##### DONNÉES FOURNIES #####
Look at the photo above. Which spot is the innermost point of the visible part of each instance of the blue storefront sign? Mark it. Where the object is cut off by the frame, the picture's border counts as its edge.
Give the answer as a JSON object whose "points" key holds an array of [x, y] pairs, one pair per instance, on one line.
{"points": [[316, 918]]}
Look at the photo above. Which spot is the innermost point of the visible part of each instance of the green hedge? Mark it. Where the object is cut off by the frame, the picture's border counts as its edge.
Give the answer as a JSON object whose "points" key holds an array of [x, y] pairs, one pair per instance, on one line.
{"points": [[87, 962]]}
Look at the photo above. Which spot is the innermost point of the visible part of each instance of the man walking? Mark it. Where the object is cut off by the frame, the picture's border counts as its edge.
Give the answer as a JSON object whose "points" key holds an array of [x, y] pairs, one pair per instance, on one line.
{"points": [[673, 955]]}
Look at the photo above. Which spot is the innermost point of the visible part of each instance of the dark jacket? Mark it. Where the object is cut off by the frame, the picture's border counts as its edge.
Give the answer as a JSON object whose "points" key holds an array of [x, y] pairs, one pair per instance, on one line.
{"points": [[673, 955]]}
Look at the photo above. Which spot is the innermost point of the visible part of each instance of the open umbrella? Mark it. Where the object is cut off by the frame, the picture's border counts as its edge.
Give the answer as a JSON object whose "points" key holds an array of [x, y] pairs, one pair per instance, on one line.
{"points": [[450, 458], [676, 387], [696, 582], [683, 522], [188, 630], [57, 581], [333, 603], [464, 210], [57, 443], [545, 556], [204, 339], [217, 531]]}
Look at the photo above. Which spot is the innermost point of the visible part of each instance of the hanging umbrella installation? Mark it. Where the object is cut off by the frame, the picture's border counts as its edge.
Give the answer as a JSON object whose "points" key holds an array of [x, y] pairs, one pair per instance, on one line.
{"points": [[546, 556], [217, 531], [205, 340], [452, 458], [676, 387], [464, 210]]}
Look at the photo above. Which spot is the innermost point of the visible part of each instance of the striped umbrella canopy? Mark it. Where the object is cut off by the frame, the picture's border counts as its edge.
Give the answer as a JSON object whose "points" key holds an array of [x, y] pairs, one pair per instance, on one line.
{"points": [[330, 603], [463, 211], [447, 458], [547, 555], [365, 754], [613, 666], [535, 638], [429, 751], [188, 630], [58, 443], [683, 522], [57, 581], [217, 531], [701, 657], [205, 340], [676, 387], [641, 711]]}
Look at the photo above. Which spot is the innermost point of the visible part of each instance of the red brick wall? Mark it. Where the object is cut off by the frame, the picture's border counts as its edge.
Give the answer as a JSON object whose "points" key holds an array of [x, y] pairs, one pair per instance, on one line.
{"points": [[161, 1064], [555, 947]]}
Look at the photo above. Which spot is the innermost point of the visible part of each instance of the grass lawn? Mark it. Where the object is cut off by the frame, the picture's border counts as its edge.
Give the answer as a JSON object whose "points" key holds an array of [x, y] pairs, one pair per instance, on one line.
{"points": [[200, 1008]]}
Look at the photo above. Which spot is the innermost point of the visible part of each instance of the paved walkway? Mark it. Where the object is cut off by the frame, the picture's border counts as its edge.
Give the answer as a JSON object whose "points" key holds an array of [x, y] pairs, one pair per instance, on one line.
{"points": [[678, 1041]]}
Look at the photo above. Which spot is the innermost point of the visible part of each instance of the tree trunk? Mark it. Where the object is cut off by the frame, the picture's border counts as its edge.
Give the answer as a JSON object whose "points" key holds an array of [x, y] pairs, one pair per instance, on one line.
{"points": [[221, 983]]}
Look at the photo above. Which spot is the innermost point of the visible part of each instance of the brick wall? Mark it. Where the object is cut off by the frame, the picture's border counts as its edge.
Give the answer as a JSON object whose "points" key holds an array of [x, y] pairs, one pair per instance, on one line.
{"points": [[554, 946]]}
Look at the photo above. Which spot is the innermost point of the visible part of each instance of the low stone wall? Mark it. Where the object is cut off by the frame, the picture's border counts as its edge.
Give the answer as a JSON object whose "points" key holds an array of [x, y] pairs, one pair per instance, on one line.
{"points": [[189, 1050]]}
#####
- **EXERCICE**
Redimensionnez les lignes à partir de celle qui contient "of the paved" et jusqu'à la fin des données, bornes comprises, en les recopiant toutes sans en omettre aucune. Multipliez seulement les coordonnées des réponses par 2,05, puis arrondissez chaque résultat à l'entier, les demis vers le haut.

- **RÉPONSE FINALE**
Look at the photo above. Which spot is the innermost point of the visible part of each instance of the paved walkway? Mark it. Where the object is cut off by the frame, the picture's border counts as its edge.
Give the answer as a JSON object whose "points" key holds an array of [x, y] pairs, one pair per instance, on one line.
{"points": [[1390, 2134]]}
Look at the photo above. Which spot is the innermost point of the visible part of each instance of the tree trunk? Mark it. Where the object is cut off by the frame, the picture's border counts as its edge.
Give the answer as a JSON object whose "points" key holds an array of [x, y] pairs, one pair per instance, on one line.
{"points": [[453, 2015]]}
Look at the photo above. Which spot is the innermost point of the visible part of each instance of the brick wall? Mark it. Where the object is cut off by the frame, the picture's border counts as its edge.
Give the answer as a JSON object whose "points" key holds an array of [x, y] pairs, one pair per instance, on one line.
{"points": [[1136, 1939]]}
Look at the photo above. Which spot is the innermost point of the visible part of each instance of the low stone wall? Mark it. Where the object is cut off by the frame, the picture's border counts as its edge.
Give the answer as a JSON object whose "points" key holds an array of [x, y] pairs, one pair per instance, on one line.
{"points": [[387, 2153]]}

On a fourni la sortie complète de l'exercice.